- Coordinate annotation entries:

● ● ●

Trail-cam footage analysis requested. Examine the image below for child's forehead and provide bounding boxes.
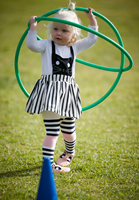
[53,22,71,29]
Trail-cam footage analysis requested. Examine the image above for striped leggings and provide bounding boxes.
[42,111,76,163]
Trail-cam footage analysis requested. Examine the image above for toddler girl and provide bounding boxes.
[26,3,98,173]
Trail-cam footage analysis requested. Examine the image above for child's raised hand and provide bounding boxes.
[86,8,97,26]
[29,16,37,25]
[29,16,37,31]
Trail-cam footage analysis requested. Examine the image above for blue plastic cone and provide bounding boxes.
[37,158,58,200]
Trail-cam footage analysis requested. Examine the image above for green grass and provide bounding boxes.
[0,0,139,200]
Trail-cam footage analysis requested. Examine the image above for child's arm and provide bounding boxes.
[27,16,46,53]
[86,8,97,26]
[73,8,98,55]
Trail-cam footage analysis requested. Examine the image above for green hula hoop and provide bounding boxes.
[15,7,133,111]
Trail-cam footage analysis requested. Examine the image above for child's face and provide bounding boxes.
[52,22,73,45]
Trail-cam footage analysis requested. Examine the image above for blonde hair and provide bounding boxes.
[47,2,81,46]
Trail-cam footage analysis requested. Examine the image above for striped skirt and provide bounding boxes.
[25,75,82,119]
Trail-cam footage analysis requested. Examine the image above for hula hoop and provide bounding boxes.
[15,7,133,111]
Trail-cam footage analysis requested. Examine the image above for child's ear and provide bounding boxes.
[70,34,76,43]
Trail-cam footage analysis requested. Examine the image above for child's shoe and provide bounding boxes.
[51,163,70,173]
[56,151,75,167]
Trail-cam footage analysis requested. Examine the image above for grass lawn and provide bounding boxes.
[0,0,139,200]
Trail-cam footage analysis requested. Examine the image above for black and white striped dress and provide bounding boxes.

● ● ●

- Written task: Reproduce the data above word for word, omitting the pictures.

- Written reply:
Trail-cam footage analysis requested. Examine the image below for child's forehead and provide bounding boxes.
[53,22,71,29]
Trail-cam footage analysis requested. Examine the image above for striped leggings and provide bounding boxes.
[42,111,76,163]
Trail-cam footage analysis requested. Examine the image above for toddler girl and provide bounding boxes.
[26,3,98,173]
Trail-cam footage analysis requested. Examine the image above for child's raised hand and provide bounding boxes.
[86,8,97,26]
[29,16,37,25]
[29,16,37,31]
Trail-cam footage analysis requested. Examine the image above for blue plastic cone and provide bounding boxes.
[37,158,58,200]
Trail-cam footage analysis requested. Examine the image above for green grass and provide bounding boxes.
[0,0,139,200]
Trail-cam footage analysis requested. Examine the image above for child's arm and provide bounding boxes.
[27,16,46,53]
[86,8,97,26]
[73,8,98,55]
Trail-cam footage analysis requested. Examine the image above for green hula hoop and provide bounding boxes.
[15,7,133,111]
Trail-cam footage analysis requested. Examine the image above for child's face and provide bounding boxes.
[52,22,73,45]
Trail-cam footage analysis requested. Examine the image above for blonde hair and provide bounding boxes.
[47,2,81,46]
Trail-cam footage analysis requested. Examine the image above for striped skirt and provide bounding boxes.
[25,75,82,119]
Trail-cam footage analysis requested. Examine the image above for hula hoop and provide bounding boxes.
[15,7,133,111]
Trail-cam footage analysis requested. Examine the image above for child's ear and provide bounding boxes.
[70,34,76,43]
Trail-cam footage analysis requested. Examine the image above for child's shoe and provide bounding boxes.
[51,163,70,173]
[56,151,75,167]
Trail-cam footage analysis requested. Examine the image above for grass lawn and provide bounding boxes.
[0,0,139,200]
Trail-cam footage analysis requested. Examine the image above for black and white striped dress and provide bounding boxes.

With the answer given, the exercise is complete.